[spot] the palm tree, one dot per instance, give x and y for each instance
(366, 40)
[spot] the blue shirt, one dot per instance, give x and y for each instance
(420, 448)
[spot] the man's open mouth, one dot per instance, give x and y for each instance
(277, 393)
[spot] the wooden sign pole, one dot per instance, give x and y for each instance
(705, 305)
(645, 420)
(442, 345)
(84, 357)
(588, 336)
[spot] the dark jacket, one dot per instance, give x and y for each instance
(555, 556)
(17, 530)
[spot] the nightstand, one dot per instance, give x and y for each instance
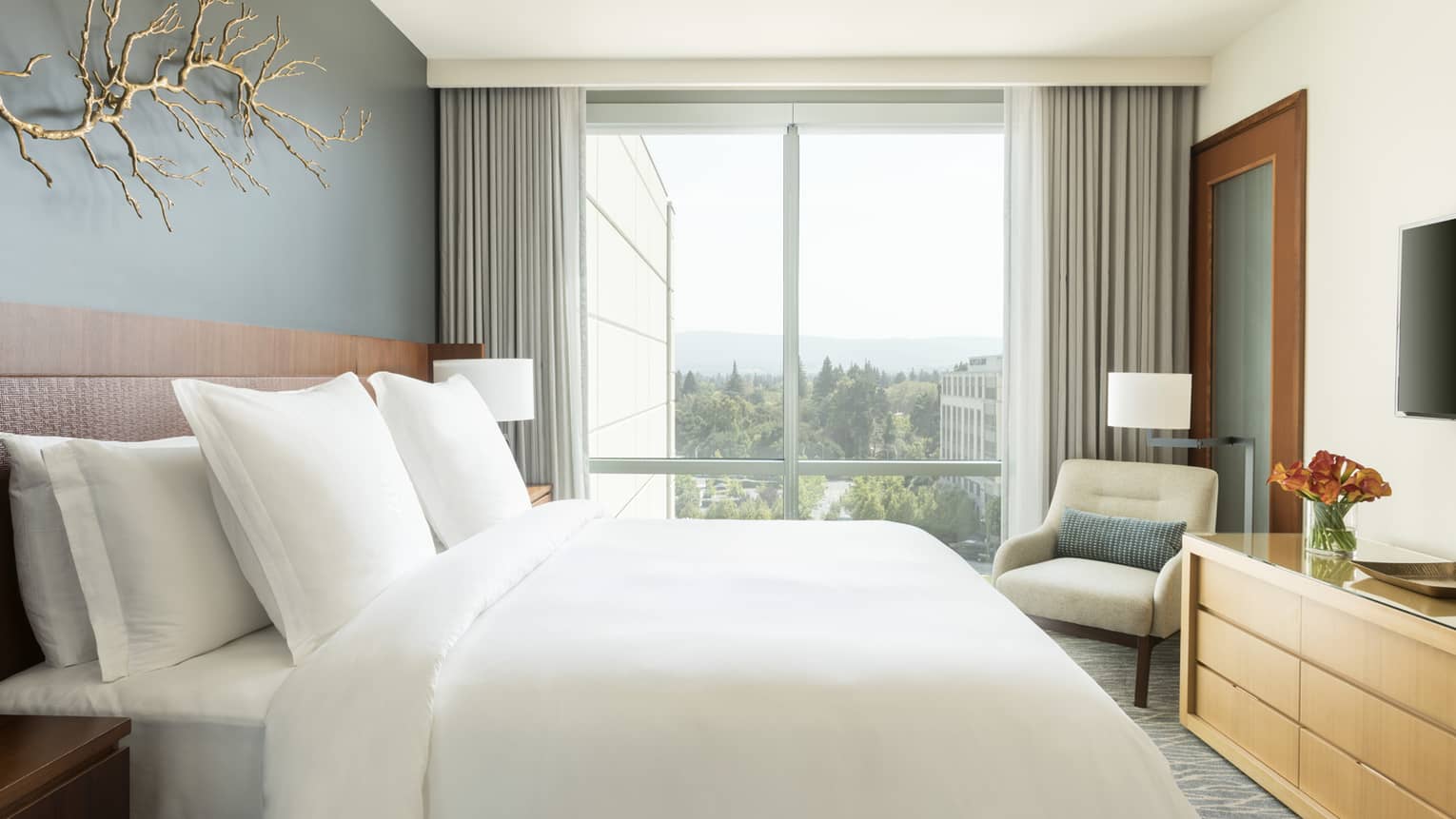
(65, 767)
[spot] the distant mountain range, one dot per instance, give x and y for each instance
(714, 354)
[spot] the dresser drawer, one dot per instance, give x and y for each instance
(1351, 790)
(1242, 717)
(1260, 668)
(1258, 607)
(1328, 775)
(1404, 748)
(1404, 671)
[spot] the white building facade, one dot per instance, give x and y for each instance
(629, 326)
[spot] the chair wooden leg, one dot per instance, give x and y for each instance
(1145, 662)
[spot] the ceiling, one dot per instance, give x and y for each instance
(690, 29)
————————
The problem: Retype the listing above line for line, without the picture.

Correct result:
[spot] the palm tree, one dot per instance, give x and y for each instance
(366, 40)
[spot] the blue shirt, one dot per instance, give x and y for each instance
(420, 448)
[spot] the man's open mouth, one dot per instance, give x and y for each instance
(277, 393)
[spot] the wooden sign pole, one dot per instance, give x and y for each instance
(705, 305)
(645, 420)
(442, 345)
(84, 357)
(588, 336)
[spot] the dark jacket, one dot per instance, give x and y for each instance
(555, 556)
(17, 530)
[spot] the nightstand, one dot per instance, give x and y for each instance
(65, 767)
[spot] the distant mountain range, one dot per instance, give x and y for each instance
(714, 354)
[spot] the dresser drawer, one dot per instance, give x and y for each instance
(1351, 790)
(1242, 717)
(1260, 668)
(1258, 607)
(1328, 775)
(1404, 748)
(1404, 671)
[spot] the white building facade, one dot per instance, give x and y for each instance
(629, 326)
[spot] the chair wooden leg, one dot per instance, give x and y for each instance
(1145, 662)
[spot] the ceiling, one dot per instance, give x and y for each instance
(690, 29)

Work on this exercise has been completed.